#### ZITIERTER TEXT
—————

Hochgerüstet am Golf
Die Vereinigten Arabischen Emirate haben sich zu einer ernstzunehmenden Militärmacht in der Region entwickelt
von Eva Thiébaud
Abu Dhabi, Februar 2019. Fighterjets durchschneiden den klaren Himmel über den Vereinigten Arabischen Emiraten (VAE), der Miniföderation am östlichen Ausgang des Persisch-Arabischen Golfs1 . Mohammed bin Zayid Al Nahyan (genannt MBZ), der Kronprinz von Abu Dhabi und Vizeoberbefehlshaber der VAE-Streitkräfte, verfolgt auf der Ehrentribüne die Eröffnung der International Defence Exhibition (Idex).
Der starke Mann der Emirate, der in der gesamten arabischen Welt großen Einfluss hat, ist von hochrangigen Gästen umgeben. Die Messe ist Anziehungspunkt für alle Unternehmen, die in der internationalen Rüstungsbranche Rang und Namen haben. Zum Auftakt gibt es eine Livepräsentation von allerlei Kriegsgerät, den Anfang macht eine Parade von Nimr-Geländewagen aus VAE-Produktion, gefolgt von Panzern made in USA und Frankreich.

—————

#### GESTELLTE AUFGABE A
Welche Fahrzeuge führen laut dem zitierten Text die Parade zum Auftakt der Idex an?

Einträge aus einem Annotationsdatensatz
—————

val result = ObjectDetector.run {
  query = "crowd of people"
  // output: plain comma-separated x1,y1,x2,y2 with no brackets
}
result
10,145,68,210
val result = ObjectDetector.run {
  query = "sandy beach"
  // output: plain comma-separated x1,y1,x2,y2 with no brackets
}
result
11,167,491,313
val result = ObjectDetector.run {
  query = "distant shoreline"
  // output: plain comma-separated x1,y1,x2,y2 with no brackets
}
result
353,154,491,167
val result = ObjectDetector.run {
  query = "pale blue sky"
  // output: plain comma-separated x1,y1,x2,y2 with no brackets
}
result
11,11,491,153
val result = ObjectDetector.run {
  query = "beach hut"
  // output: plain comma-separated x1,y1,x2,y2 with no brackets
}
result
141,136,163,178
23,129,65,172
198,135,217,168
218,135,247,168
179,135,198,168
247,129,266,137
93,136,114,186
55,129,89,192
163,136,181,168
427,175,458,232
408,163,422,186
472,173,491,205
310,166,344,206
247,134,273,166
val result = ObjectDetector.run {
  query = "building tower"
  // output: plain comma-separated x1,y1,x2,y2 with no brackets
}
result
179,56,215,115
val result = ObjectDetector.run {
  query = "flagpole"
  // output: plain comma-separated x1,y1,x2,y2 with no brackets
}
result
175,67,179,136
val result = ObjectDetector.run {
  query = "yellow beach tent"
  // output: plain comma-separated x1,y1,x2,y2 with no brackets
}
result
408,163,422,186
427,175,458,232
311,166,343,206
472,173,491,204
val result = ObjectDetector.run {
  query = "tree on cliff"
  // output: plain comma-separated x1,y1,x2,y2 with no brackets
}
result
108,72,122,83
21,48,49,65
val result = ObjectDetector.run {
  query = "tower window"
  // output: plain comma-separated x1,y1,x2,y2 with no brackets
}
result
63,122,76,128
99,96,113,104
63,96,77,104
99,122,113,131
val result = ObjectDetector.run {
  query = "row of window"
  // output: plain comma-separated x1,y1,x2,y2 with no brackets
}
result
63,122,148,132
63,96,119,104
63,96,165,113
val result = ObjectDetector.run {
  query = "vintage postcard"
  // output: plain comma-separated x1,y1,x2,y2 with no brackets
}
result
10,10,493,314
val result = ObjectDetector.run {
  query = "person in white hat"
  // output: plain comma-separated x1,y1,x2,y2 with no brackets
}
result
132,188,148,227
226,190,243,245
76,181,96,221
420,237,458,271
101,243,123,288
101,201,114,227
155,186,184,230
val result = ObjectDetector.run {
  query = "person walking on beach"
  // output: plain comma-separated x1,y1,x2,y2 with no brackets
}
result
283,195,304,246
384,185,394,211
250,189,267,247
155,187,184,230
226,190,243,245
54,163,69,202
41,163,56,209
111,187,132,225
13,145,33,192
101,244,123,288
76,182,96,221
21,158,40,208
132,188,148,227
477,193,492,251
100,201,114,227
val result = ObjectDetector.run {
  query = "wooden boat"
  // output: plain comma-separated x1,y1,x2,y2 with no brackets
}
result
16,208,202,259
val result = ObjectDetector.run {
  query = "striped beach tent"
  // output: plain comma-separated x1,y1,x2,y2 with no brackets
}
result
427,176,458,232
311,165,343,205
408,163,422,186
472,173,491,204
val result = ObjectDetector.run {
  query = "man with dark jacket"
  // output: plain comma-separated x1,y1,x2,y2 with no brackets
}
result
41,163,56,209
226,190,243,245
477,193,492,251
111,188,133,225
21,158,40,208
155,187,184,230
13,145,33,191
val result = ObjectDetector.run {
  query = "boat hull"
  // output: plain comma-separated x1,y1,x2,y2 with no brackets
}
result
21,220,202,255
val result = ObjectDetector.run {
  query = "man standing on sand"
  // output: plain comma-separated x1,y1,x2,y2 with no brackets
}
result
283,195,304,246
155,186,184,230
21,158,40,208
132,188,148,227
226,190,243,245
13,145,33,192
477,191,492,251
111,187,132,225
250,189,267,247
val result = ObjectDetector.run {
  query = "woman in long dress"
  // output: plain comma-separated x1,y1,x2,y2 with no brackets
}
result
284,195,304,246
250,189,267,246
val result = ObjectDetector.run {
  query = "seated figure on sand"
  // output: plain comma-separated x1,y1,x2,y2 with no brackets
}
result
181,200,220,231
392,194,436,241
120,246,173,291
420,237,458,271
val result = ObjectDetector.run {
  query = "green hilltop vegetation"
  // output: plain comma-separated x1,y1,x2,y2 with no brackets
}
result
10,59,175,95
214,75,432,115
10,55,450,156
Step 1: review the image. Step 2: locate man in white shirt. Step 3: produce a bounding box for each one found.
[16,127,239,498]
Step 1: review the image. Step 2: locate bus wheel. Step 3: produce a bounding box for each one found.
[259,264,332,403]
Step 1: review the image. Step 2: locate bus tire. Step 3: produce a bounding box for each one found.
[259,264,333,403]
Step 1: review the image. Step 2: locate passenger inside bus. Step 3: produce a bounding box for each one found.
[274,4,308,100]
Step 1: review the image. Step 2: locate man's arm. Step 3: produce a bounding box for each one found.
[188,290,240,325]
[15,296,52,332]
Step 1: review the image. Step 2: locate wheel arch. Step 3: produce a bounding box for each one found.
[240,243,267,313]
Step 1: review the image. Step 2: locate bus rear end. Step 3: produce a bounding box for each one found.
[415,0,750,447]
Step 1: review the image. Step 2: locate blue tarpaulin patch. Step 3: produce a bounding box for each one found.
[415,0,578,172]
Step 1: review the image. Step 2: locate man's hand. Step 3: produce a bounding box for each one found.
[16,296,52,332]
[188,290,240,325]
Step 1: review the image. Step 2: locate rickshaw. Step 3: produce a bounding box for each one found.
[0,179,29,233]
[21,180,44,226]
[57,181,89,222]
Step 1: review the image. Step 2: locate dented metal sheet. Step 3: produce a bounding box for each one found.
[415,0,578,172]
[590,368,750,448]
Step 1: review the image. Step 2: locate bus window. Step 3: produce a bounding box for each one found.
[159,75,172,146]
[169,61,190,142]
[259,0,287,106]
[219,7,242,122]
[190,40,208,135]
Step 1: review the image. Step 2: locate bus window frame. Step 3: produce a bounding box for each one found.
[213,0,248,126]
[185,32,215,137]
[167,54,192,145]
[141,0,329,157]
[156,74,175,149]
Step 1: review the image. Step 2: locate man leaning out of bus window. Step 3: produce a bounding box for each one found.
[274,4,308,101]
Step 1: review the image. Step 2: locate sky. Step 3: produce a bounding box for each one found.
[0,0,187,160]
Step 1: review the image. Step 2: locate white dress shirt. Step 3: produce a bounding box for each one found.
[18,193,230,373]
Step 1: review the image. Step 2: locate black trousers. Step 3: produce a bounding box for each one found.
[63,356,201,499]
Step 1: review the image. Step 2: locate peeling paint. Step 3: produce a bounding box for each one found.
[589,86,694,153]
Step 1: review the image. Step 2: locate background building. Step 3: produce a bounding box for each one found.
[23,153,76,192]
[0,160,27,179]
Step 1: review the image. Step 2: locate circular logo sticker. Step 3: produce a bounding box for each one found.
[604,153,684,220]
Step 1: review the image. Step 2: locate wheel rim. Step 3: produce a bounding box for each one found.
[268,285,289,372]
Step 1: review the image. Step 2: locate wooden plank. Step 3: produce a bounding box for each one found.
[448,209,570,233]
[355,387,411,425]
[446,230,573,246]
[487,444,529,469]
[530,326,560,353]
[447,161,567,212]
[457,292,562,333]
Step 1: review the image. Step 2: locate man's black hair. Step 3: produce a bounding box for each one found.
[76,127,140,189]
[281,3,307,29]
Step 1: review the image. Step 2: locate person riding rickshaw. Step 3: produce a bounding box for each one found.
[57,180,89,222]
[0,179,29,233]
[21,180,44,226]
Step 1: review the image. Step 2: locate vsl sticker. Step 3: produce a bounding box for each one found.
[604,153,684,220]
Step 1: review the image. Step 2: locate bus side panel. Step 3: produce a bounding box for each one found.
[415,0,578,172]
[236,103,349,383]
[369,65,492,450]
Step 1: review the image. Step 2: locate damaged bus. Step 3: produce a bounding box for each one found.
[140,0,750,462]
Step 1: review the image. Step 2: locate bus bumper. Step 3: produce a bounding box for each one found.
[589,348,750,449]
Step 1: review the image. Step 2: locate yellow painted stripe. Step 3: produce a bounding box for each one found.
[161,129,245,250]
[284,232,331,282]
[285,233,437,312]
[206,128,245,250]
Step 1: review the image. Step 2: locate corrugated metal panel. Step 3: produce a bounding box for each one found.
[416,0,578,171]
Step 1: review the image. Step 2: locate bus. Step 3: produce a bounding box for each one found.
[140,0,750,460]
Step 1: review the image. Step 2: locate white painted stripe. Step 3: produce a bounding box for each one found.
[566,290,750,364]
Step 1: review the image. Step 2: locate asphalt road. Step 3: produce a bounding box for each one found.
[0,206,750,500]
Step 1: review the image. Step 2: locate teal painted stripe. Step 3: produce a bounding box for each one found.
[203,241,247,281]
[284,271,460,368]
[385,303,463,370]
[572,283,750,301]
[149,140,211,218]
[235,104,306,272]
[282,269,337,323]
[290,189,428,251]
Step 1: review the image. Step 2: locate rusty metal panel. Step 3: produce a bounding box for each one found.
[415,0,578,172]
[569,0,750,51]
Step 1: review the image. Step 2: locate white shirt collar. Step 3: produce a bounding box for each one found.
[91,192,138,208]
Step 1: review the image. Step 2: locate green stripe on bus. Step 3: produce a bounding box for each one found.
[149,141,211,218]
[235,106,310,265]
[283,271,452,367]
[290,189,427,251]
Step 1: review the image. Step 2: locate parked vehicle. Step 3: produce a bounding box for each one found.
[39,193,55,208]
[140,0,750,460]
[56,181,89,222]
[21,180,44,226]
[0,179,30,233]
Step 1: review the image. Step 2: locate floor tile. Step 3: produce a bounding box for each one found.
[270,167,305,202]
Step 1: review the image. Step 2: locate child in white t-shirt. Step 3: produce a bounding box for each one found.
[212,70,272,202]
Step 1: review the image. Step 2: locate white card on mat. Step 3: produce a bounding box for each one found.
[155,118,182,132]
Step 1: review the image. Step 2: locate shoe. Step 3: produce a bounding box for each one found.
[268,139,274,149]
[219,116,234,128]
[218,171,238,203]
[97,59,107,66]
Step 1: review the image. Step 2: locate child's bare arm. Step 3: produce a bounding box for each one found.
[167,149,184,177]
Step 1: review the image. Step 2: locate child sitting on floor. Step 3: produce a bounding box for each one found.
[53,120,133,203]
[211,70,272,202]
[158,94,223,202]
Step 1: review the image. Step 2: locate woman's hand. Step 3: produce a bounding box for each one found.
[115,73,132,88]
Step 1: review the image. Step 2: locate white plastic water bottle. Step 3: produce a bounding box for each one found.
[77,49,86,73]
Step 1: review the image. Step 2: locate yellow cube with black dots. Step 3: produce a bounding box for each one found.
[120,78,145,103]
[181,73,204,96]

—————

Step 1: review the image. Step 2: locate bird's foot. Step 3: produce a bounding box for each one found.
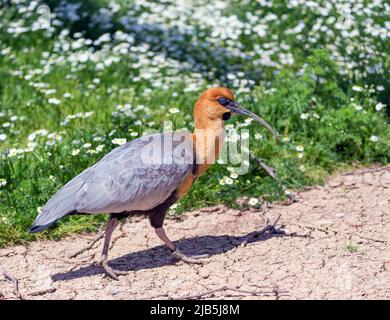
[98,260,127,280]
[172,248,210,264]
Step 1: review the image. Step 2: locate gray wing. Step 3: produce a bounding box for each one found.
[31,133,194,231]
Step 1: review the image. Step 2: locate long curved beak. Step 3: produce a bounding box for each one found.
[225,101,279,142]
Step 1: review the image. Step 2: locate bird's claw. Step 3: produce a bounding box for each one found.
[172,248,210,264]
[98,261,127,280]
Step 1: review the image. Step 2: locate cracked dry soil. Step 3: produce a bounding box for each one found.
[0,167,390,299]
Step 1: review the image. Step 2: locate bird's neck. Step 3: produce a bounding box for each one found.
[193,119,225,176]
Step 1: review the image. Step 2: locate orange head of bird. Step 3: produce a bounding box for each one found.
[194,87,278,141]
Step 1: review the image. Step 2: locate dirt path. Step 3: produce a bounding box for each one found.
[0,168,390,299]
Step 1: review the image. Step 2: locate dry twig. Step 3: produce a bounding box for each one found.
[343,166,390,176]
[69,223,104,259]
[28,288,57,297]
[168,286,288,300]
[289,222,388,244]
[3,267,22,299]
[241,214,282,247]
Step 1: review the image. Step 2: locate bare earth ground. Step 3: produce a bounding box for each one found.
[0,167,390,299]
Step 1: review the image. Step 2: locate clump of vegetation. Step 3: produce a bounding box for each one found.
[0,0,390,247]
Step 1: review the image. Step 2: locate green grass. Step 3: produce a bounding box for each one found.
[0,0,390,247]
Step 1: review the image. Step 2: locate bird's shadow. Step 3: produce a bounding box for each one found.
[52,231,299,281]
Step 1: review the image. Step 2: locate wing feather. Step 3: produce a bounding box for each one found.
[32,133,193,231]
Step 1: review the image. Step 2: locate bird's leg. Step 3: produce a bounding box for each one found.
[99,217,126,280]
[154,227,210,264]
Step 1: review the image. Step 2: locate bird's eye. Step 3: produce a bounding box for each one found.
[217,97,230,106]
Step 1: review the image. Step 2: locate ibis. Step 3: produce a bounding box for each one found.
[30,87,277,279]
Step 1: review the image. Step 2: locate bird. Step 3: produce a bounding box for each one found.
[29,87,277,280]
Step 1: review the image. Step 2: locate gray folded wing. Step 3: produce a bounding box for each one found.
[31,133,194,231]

—————

#### GESTELLTE AUFGABE B
Formatiere die Zeilen der Einträge als nummerierte Liste ohne Leerzeilen, beginnend mit der Zeile, die "Step 1: review the image. Step 2: locate dented" enthält, bis einschließlich der Zeile, die "[0,160,27,179]" enthält.

#### KORREKTE AUSGABE A
Nimr-Geländewagen aus VAE-Produktion.

#### KORREKTE AUSGABE B
1. Step 1: review the image. Step 2: locate dented metal sheet. Step 3: produce a bounding box for each one found.
2. [415,0,578,172]
3. [590,368,750,448]
4. Step 1: review the image. Step 2: locate bus window. Step 3: produce a bounding box for each one found.
5. [159,75,172,146]
6. [169,61,190,142]
7. [259,0,287,106]
8. [219,7,242,122]
9. [190,40,208,135]
10. Step 1: review the image. Step 2: locate bus window frame. Step 3: produce a bounding box for each one found.
11. [213,0,248,126]
12. [185,32,215,137]
13. [167,54,192,145]
14. [141,0,329,157]
15. [156,74,175,149]
16. Step 1: review the image. Step 2: locate man leaning out of bus window. Step 3: produce a bounding box for each one found.
17. [274,4,308,101]
18. Step 1: review the image. Step 2: locate sky. Step 3: produce a bounding box for each one found.
19. [0,0,187,160]
20. Step 1: review the image. Step 2: locate white dress shirt. Step 3: produce a bounding box for each one found.
21. [18,193,230,373]
22. Step 1: review the image. Step 2: locate black trousers. Step 3: produce a bounding box for each one found.
23. [63,356,201,499]
24. Step 1: review the image. Step 2: locate peeling paint. Step 3: produce a bounding box for each one found.
25. [589,86,694,153]
26. Step 1: review the image. Step 2: locate background building. Step 3: produce a bounding box for each one found.
27. [23,153,76,192]
28. [0,160,27,179]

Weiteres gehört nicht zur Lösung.